→ **Passage shown**:
##############################

Clustered indexes in SQL Server are a critical consideration in the overall architecture of the database. They...
are often overlooked, misunderstood or, if the database is small, considered unimportant.
This article points out the importance of clustered indexes for overall system performance and maintenance as your database grows. I will briefly cover how SQL Server clustered indexes are stored on disk, why they should always increase over time and why it is best that clustered indexes be static. I'll also touch on many-to-many tables, why they are used and how clustered indexes make these tables more efficient.
Finally, it is absolutely critical that we touch on the new SQL Server 2005 partitioned table concept and examine how partitioned tables affect clustered indexes. This will help you make the right decisions from the very start.
Clustered indexes are created by default to match the primary key, which is defined on tables in SQL Server. However, you can create a clustered index on any column and then define a primary key on a separate column or columns. At this point, the primary key would be created as a unique non-clustered index. Typically, a clustered index will match the primary key, but not necessarily, so be careful. Given the variety of situations that can arise, I'll be discussing the clustered indexes themselves, and for now ignore whether you choose to make them primary keys.

##############################

→ **Given data**:

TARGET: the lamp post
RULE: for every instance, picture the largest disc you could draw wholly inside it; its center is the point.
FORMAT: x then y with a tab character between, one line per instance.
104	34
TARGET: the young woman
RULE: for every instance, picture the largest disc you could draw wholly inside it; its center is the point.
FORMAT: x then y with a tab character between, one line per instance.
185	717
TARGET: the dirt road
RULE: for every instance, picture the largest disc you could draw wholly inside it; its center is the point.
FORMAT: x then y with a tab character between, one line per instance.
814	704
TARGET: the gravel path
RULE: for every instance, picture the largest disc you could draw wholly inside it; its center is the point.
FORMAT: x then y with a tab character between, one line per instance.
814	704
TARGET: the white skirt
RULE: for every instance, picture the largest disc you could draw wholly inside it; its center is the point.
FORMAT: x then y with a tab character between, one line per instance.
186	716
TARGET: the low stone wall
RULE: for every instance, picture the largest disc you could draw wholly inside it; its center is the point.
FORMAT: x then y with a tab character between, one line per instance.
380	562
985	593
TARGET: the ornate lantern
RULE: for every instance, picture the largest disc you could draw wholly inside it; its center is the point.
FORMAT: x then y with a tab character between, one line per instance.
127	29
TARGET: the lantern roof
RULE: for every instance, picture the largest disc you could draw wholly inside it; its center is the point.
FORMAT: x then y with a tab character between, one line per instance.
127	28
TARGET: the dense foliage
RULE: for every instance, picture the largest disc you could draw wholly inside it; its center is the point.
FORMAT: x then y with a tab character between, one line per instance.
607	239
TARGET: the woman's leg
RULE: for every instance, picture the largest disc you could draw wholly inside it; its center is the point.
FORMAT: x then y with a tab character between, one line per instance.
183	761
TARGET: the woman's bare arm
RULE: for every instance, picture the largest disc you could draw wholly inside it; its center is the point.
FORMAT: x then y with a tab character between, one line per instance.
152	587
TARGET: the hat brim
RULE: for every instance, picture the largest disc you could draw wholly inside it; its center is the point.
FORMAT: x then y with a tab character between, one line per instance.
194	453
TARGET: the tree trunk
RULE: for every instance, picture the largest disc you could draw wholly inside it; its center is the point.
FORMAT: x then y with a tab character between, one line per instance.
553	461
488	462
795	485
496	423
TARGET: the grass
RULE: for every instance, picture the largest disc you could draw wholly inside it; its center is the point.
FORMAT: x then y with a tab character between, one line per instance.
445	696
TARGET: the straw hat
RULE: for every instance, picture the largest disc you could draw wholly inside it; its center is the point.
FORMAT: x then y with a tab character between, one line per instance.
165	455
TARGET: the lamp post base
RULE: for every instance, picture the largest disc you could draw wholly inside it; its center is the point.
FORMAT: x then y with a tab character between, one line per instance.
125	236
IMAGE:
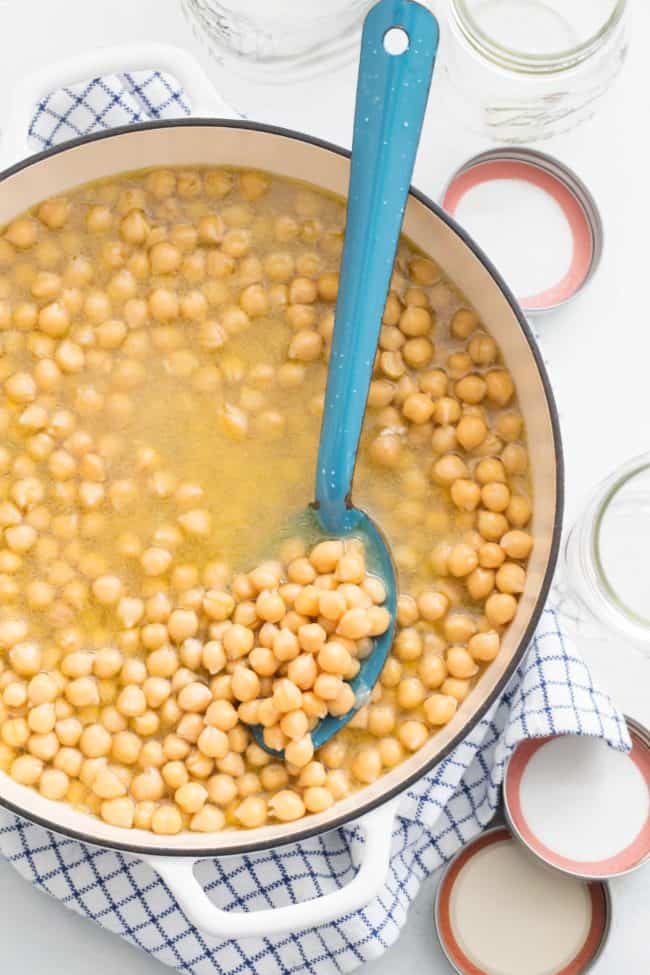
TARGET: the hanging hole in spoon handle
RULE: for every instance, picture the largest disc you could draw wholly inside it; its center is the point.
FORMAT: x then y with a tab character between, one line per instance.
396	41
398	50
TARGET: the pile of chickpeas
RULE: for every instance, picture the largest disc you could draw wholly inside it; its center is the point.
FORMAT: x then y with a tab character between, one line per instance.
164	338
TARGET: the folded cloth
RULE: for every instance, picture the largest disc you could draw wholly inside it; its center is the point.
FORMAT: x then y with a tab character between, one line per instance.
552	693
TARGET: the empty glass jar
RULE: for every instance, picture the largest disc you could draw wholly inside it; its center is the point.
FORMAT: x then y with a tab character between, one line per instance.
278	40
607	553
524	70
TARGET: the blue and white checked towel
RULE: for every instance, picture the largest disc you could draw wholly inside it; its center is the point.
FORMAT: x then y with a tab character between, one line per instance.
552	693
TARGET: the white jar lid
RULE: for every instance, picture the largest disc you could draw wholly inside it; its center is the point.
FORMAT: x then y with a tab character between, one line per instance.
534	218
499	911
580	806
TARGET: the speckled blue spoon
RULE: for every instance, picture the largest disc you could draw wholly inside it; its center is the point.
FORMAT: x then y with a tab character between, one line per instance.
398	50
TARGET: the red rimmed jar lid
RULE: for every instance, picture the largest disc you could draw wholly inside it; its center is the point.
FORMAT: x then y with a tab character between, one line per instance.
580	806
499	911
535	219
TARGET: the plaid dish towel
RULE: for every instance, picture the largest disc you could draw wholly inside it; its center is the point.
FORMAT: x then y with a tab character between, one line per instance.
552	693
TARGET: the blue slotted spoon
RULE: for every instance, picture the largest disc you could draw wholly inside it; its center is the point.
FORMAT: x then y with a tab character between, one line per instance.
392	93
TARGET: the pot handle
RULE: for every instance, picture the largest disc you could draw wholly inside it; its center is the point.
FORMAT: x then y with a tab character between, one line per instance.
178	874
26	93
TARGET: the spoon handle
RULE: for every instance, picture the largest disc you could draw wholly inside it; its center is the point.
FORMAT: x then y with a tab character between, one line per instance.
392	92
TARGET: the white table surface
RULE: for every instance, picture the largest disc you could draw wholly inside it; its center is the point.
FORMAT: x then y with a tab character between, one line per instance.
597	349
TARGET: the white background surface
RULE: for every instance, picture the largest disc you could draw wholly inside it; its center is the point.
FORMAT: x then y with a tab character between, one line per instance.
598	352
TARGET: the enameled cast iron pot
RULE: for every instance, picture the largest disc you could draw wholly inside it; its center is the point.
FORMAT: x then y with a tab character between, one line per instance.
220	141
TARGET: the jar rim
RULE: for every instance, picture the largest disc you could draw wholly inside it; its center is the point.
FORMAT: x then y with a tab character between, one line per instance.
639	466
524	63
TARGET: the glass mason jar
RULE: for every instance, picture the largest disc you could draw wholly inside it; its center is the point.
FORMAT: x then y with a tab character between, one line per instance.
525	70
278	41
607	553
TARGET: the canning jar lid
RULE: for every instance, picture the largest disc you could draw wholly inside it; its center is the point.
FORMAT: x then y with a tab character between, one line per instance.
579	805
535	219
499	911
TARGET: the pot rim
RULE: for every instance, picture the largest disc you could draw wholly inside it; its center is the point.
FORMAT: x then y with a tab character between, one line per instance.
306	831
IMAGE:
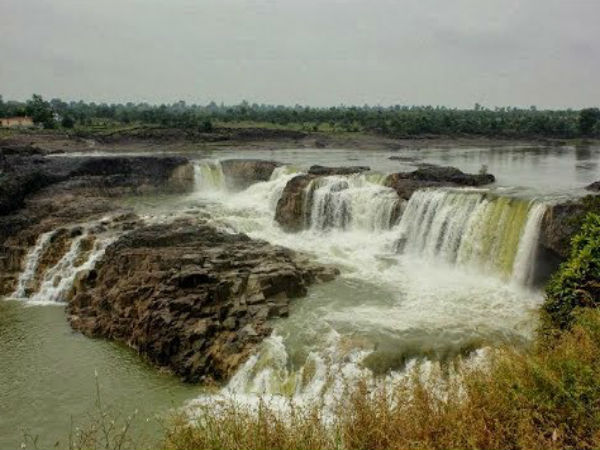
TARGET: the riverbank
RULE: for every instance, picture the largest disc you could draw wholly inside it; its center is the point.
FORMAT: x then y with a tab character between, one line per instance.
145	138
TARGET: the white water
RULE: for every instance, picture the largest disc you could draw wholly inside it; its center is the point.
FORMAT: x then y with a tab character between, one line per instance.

##############################

→ **Request A**: In the article on clustered indexes, what are clustered indexes created by default to match?
→ **Request B**: Reproduce everything in the article on clustered indexes from "Clustered indexes in" down to "small, considered unimportant.".
The rows above come from a different source than the article on clustered indexes.

→ **Worked solution A**: They match the primary key defined on the table.

→ **Worked solution B**:
Clustered indexes in SQL Server are a critical consideration in the overall architecture of the database. They...
are often overlooked, misunderstood or, if the database is small, considered unimportant.